_Given request_:
From the listing below, keep only the lines that contain the string "target", where case must match.

_Given data_:
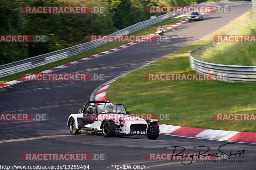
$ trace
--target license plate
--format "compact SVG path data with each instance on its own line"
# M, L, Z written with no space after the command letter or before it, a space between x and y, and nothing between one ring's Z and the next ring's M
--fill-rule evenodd
M131 135L147 135L147 131L131 130Z

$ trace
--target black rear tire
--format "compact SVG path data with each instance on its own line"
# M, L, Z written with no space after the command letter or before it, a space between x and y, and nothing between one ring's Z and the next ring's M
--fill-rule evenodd
M76 128L76 121L75 119L72 117L69 121L69 131L72 135L76 135L79 133L79 130Z
M114 136L116 132L116 124L112 121L104 121L102 126L101 131L104 137L110 137Z
M159 136L159 126L155 122L150 123L148 127L147 137L149 139L156 139Z

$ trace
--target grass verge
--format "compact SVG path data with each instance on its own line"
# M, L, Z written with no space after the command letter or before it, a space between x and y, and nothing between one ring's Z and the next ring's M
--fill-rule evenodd
M230 26L232 29L222 29L219 35L256 34L256 22L253 21L252 11ZM256 42L216 42L213 40L195 51L193 56L201 61L216 64L256 65Z
M169 18L161 22L153 24L146 28L142 28L137 31L132 33L130 35L148 35L156 32L157 26L161 25L164 28L176 23L180 20L182 18ZM183 18L184 19L184 18ZM64 59L49 63L45 65L24 71L21 72L0 78L0 84L3 84L10 81L15 80L21 78L21 76L25 74L34 74L48 70L55 67L68 63L70 62L79 60L83 58L89 57L93 55L118 47L127 42L110 42L99 46L95 48L85 51L84 53L76 55Z
M148 73L195 73L188 54L212 41L215 35L232 29L247 13L205 38L165 55L150 65L119 78L107 90L108 99L124 104L131 113L170 114L172 125L223 130L256 132L253 121L215 121L215 113L255 113L255 83L209 81L147 81Z

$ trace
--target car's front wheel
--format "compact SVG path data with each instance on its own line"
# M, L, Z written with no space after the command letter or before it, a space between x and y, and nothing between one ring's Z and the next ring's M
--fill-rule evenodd
M76 128L76 121L75 119L72 117L69 121L69 131L72 135L76 135L79 133L79 130Z
M149 139L156 139L159 136L159 126L155 122L150 123L148 127L147 137Z
M101 131L104 137L112 137L115 135L116 132L116 125L115 122L107 120L104 121L103 122Z

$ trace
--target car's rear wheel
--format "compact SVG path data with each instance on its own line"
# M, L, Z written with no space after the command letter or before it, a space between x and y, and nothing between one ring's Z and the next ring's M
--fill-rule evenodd
M148 127L147 137L149 139L156 139L159 136L159 126L155 122L150 123Z
M112 137L116 132L116 125L115 122L111 121L105 121L103 122L101 129L102 134L104 137Z
M76 128L76 121L73 117L71 118L69 121L69 131L72 135L79 133L78 129Z

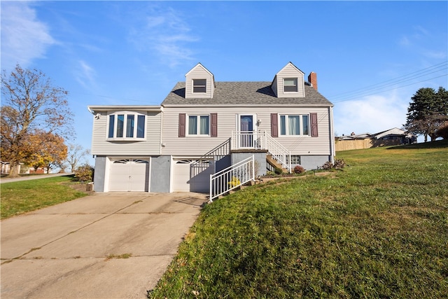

_Solution below_:
--target license plate
--target black rear tire
--target grass verge
--target car's front wheel
--target car's rear wheel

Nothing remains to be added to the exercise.